↓
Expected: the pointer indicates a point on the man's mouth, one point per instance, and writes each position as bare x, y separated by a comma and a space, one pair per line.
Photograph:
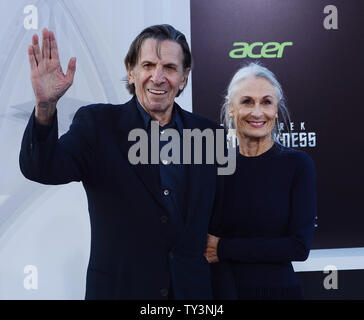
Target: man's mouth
159, 92
257, 124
↑
### INSTRUCTIONS FOR THE TASK
Rewrite the lines above as a JSON list of strings, one string per line, omitting blank lines and leaving the picture out.

### EXERCISE ANSWER
[
  "Expected: the pointer indicates a point on the man's mouth, one point per instance, and writes each position as bare x, y separated by a comma and a space, one pair per line.",
  "Photograph:",
  "Target: man's mouth",
  "159, 92",
  "257, 124"
]